(Saved entries)
>>>>

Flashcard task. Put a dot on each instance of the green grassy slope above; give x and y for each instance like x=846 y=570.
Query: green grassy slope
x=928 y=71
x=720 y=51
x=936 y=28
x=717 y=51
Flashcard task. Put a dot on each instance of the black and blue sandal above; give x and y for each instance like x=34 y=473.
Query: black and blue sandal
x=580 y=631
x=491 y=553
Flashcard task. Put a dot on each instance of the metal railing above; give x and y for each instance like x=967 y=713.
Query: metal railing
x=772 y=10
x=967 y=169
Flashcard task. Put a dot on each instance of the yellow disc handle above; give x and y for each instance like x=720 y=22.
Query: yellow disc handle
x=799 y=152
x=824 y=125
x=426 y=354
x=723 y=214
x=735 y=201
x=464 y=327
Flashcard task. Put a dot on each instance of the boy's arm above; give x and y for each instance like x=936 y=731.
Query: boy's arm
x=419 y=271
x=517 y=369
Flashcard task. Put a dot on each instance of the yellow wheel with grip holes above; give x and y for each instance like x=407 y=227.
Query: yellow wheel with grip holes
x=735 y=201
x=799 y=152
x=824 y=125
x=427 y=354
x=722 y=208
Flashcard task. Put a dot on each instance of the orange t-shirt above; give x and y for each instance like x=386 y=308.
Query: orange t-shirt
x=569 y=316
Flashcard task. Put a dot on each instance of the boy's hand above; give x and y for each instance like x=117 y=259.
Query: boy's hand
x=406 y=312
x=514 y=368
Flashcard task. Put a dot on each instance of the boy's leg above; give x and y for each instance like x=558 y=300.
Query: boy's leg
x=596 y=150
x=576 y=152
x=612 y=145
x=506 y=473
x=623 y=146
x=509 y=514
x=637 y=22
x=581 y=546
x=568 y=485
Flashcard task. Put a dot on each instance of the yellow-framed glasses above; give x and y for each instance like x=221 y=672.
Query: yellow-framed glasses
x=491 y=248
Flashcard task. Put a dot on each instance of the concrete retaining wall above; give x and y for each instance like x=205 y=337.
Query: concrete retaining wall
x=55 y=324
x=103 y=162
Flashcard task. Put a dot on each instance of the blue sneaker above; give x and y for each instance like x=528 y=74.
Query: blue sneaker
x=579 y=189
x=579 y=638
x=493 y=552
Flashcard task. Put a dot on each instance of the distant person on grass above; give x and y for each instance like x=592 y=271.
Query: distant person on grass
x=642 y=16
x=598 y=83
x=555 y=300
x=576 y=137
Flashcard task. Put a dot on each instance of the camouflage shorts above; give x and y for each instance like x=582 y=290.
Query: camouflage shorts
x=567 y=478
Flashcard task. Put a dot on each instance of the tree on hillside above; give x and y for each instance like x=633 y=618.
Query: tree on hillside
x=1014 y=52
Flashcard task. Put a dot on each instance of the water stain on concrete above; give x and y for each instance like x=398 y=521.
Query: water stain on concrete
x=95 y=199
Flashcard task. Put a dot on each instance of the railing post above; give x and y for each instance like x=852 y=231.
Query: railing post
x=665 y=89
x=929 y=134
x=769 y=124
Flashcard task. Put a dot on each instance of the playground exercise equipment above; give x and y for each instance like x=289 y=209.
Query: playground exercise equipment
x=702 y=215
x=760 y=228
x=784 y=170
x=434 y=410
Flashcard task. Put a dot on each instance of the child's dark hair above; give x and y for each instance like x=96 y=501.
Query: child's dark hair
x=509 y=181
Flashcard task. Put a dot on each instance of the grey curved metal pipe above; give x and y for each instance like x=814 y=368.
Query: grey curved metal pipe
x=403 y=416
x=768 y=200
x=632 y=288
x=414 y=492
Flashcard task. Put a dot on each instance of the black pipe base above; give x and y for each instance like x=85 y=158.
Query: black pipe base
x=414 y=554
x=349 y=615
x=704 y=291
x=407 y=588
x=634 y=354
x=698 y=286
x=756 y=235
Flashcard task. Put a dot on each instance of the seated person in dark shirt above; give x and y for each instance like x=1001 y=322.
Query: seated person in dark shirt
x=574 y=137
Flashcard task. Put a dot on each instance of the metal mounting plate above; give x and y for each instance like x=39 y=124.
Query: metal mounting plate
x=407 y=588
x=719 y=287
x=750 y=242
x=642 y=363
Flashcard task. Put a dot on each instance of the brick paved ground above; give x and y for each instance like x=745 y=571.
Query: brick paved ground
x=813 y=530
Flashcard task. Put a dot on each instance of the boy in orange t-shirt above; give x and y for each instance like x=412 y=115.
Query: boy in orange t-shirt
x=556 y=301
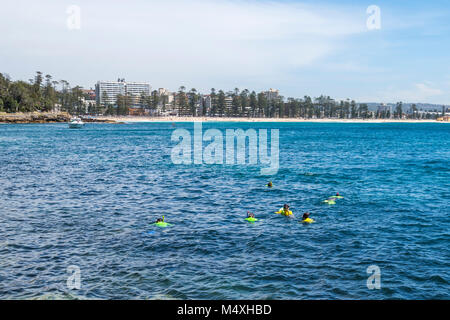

<<<<

Task prompt
Copy out every one of the saved entries above word for word, leaving out the pictures.

Task result
Flashcard task. Put a dot on each instance of the green grassy slope above; give x and y for each instance like x=846 y=570.
Query: green grassy slope
x=928 y=71
x=720 y=51
x=936 y=28
x=717 y=51
Flashcard task. Put a dot on each instance of the black and blue sandal above; give x and y for each instance like x=34 y=473.
Query: black and blue sandal
x=580 y=631
x=491 y=553
Flashcard task. Put a dot on each instance of the metal railing above; give x and y for each instance like x=967 y=713.
Query: metal railing
x=772 y=10
x=967 y=169
Flashcard task. Put a dot on each instance of the yellow disc handle above; give x and y for each instance like x=720 y=22.
Query: yellow disc handle
x=799 y=152
x=824 y=125
x=426 y=354
x=723 y=214
x=735 y=201
x=464 y=327
Flashcard task. Put a dot on each instance of the boy's arm above; give x and y for each instance like x=936 y=731.
Query: boy's arm
x=419 y=271
x=517 y=369
Flashcard task. Put a dot on each instance of the yellow wheel with grip holes above; give x and y for each instance like x=407 y=227.
Query: yellow wheel with grip holes
x=735 y=201
x=799 y=152
x=824 y=125
x=427 y=354
x=722 y=208
Flashcard task. Put a dot on each instance of the orange t-shirt above; give x and y for each instance like x=386 y=308.
Query: orange t-shirt
x=569 y=316
Flashcard task. Put a dot on each instance of the boy's hand above; give x and y for each instance like x=117 y=259.
Query: boy's hand
x=406 y=312
x=514 y=368
Flashcard task. Put a dot on each instance of the boy's leg above; give x and y for each instance like x=558 y=300.
Query: boy's leg
x=596 y=150
x=576 y=152
x=612 y=145
x=506 y=473
x=623 y=146
x=509 y=514
x=637 y=22
x=581 y=546
x=568 y=485
Flashcard task. Put a dot on each instance of the yellow-framed glasses above; give x and y for each instance like x=221 y=672.
Query: yellow-framed glasses
x=491 y=248
Flashcard task. Put a dot on each instance of the concrete retaining wall above; give x and y for each instance like x=205 y=337.
Query: concrete retaining wall
x=55 y=324
x=103 y=162
Flashcard task. Put a dot on each instance of the blue sneaker above; give x and y for each instance like x=528 y=74.
Query: blue sneaker
x=579 y=189
x=579 y=638
x=493 y=552
Flashcard task. Put a dot on each instance of the distant person on grass above; give x and y for each instance like x=592 y=271.
Query: distant person on grass
x=642 y=16
x=598 y=83
x=555 y=300
x=576 y=137
Flashcard task. Put a dot on each instance of the camouflage shorts above; give x and y for each instance like x=582 y=290.
Query: camouflage shorts
x=567 y=478
Flashcard task. Put a dot on each instance of the tree on hillside above; give x and y for each instance like x=633 y=618.
Query: tree on hillside
x=1014 y=52
Flashcard task. Put a dot on each instance of the water stain on concrete above; give x and y for each instance like x=398 y=521.
Query: water stain on concrete
x=95 y=199
Flashcard task. Put a dot on each instance of the railing post above; give x and y for each instance like x=852 y=231.
Query: railing post
x=665 y=89
x=929 y=134
x=769 y=124
Flashcard task. Put a dot on each instance of the playground exercise equipment above; give x and y for each instance like x=289 y=209.
Query: playground exercise equipment
x=702 y=215
x=760 y=228
x=784 y=170
x=434 y=410
Flashcard task. Put a dot on each instance of the child's dark hair above; give x and y for each instance like x=96 y=501.
Query: child's dark hair
x=509 y=181
Flashcard task. Put a dot on each instance of the grey curved metal pipe above; give x and y for each instance like x=814 y=368.
Query: grey curved metal pipe
x=403 y=416
x=768 y=200
x=632 y=288
x=414 y=492
Flashcard task. Put a dot on each instance of the black pipe base above; give x and y for each instance like x=85 y=158.
Query: black pipe base
x=414 y=554
x=349 y=615
x=704 y=291
x=407 y=588
x=634 y=354
x=698 y=286
x=756 y=235
Flashcard task. Put a dot on each instance of the seated person in dark shirt above; give x and y for each instance like x=1001 y=322.
Query: seated person in dark shirt
x=574 y=137
Flashcard task. Put a dot on each instance of the metal mounting plate above; give x and y for each instance like x=39 y=124.
Query: metal mounting plate
x=407 y=588
x=719 y=287
x=750 y=242
x=642 y=363
Flashcard task. Put a dot on each instance of the brick paved ground above; give x and y for each instance like x=745 y=571.
Query: brick paved ground
x=813 y=530
Flashcard task. Put a dot on each instance of the boy in orange t-shirt above; give x and y for each instance like x=412 y=115.
Query: boy in orange t-shirt
x=556 y=301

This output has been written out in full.